#### WHAT THE EXERCISE ASKS
Select every line in the data below that contains the word "metal", treating uppercase and lowercase as different.

──────── RECORD EXTRACTS

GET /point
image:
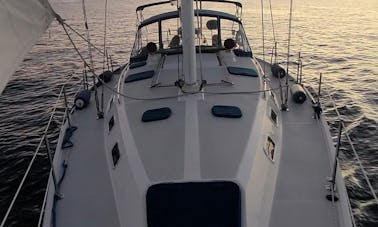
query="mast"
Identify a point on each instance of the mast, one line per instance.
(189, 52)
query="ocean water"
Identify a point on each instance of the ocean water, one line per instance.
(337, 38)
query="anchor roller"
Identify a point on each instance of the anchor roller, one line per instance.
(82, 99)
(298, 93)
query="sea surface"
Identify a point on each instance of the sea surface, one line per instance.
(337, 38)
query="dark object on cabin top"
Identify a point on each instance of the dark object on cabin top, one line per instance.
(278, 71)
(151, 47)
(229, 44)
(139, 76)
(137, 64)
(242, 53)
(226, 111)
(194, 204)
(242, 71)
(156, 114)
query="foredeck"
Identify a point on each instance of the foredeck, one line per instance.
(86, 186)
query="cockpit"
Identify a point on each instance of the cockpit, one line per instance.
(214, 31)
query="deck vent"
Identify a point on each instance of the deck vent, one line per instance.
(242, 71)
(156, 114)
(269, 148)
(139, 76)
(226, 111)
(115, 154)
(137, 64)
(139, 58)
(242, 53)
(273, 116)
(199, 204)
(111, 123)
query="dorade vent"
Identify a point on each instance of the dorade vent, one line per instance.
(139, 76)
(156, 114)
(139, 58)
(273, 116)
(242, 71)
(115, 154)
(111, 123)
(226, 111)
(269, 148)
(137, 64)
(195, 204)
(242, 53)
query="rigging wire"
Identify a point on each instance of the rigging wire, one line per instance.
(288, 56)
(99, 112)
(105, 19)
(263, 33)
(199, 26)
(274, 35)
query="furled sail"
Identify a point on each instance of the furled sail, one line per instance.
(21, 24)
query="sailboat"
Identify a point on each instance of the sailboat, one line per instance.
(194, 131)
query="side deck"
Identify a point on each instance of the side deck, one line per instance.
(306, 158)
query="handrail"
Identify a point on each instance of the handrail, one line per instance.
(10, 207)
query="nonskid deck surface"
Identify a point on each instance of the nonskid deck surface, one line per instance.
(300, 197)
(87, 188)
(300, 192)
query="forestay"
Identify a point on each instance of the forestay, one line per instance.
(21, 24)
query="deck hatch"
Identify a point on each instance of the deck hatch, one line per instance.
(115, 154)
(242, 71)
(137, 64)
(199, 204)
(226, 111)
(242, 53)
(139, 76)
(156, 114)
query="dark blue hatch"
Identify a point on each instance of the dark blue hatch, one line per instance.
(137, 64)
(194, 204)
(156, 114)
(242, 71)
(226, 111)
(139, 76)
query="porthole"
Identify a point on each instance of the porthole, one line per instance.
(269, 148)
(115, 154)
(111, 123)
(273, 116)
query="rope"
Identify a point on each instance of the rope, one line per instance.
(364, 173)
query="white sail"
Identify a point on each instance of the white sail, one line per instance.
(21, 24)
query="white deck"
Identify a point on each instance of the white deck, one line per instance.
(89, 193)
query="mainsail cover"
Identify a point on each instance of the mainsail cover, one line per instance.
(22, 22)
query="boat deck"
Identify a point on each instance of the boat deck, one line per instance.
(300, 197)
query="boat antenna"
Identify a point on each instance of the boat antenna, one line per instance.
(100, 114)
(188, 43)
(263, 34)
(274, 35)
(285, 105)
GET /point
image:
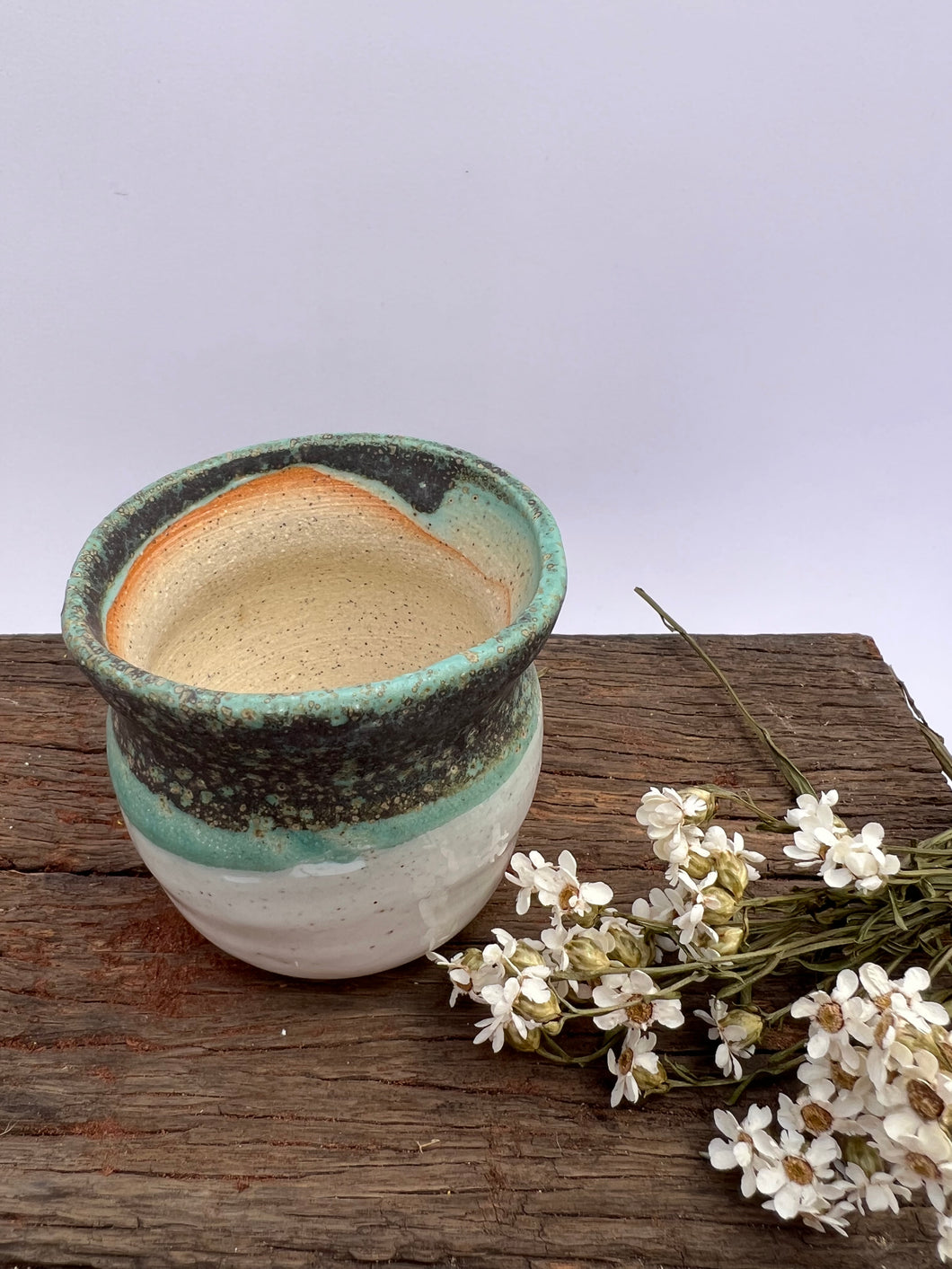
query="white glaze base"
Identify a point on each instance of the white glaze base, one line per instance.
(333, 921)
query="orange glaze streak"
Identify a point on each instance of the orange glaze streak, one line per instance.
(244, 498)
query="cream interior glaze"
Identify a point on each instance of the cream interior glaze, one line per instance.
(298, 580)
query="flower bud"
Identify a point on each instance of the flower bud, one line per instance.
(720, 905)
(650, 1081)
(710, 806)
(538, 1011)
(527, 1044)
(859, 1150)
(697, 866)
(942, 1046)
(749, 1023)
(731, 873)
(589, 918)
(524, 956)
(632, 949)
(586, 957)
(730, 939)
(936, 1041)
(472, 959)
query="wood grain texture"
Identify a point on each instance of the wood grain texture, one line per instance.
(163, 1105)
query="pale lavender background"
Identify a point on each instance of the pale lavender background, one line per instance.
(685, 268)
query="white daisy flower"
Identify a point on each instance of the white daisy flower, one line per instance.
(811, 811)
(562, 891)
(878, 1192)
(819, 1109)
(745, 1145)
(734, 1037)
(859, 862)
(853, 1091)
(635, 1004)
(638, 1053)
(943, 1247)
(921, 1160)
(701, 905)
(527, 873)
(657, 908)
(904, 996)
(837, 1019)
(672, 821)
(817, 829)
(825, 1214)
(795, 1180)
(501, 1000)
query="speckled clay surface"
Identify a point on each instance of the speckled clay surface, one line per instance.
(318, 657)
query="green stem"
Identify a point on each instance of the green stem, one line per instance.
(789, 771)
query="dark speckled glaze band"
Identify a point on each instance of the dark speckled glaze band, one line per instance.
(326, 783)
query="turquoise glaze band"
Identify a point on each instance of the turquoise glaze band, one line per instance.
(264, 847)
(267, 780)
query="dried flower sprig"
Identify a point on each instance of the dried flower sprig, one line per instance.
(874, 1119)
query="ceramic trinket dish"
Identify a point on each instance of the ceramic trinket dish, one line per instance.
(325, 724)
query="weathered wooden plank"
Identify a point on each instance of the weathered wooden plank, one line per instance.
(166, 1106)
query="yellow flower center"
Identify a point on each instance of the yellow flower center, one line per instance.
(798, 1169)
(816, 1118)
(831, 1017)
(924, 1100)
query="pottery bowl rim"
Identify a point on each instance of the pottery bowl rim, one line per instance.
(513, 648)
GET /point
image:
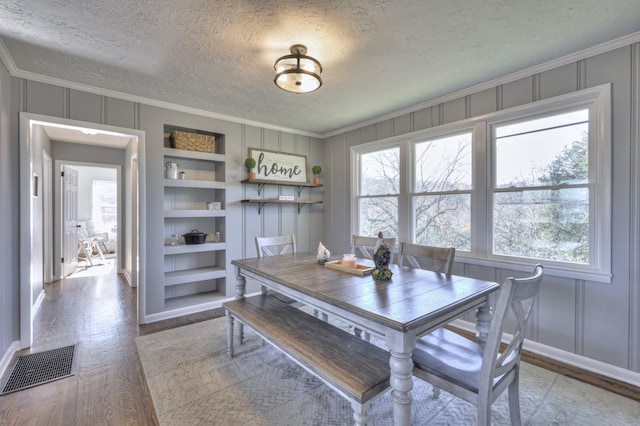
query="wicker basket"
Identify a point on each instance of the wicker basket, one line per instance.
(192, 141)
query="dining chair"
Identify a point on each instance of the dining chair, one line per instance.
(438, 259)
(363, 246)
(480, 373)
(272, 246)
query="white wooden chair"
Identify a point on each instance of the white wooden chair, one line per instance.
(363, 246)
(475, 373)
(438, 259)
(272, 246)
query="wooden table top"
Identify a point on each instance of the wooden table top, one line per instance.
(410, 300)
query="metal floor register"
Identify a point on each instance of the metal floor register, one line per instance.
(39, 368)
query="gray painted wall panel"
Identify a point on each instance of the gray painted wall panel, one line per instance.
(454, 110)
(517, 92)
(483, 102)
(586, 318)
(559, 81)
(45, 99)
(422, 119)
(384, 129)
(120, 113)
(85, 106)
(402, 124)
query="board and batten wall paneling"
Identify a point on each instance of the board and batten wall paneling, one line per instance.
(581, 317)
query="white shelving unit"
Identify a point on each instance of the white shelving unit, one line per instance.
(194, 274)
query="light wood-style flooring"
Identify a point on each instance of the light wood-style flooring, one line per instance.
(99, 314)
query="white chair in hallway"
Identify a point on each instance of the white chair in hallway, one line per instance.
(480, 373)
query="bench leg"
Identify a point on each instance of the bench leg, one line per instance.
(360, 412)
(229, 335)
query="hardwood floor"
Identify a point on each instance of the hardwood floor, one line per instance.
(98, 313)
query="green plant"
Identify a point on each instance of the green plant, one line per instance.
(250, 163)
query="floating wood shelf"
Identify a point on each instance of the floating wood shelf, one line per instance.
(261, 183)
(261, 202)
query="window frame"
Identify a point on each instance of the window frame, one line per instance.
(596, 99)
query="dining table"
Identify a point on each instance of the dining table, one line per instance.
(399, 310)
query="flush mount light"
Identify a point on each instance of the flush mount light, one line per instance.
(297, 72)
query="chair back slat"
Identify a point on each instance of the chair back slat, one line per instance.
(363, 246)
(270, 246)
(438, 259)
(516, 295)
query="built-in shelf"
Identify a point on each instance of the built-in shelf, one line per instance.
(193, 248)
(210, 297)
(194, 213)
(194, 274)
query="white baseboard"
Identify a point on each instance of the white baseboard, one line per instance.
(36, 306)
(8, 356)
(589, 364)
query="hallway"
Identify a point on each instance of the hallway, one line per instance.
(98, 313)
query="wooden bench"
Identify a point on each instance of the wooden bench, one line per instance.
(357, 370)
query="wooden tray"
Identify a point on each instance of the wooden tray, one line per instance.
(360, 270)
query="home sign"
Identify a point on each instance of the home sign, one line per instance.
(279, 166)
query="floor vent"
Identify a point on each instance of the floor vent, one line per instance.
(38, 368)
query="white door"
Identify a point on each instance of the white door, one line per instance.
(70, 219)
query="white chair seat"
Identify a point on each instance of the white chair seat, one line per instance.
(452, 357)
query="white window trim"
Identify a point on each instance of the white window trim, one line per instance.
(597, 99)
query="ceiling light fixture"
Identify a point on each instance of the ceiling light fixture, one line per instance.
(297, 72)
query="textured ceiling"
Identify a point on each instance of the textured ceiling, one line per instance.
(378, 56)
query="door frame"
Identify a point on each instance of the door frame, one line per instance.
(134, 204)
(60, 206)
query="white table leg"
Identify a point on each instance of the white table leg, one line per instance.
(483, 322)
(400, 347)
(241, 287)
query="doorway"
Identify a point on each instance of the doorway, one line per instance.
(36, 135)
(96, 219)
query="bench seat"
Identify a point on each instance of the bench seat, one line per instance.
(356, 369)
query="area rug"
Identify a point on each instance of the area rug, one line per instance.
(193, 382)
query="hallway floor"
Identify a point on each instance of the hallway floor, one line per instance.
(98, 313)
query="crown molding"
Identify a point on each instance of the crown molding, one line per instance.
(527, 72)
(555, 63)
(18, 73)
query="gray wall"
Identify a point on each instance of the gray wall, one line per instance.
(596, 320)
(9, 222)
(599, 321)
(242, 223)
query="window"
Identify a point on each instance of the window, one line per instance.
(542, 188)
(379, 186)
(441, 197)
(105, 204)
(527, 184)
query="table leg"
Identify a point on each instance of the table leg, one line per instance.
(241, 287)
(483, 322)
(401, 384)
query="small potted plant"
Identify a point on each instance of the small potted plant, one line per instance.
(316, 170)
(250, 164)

────────────────

#### WRITTEN SOLUTION
query="metal floor register"
Identify a point on each instance of the metal floor register, one line per instance.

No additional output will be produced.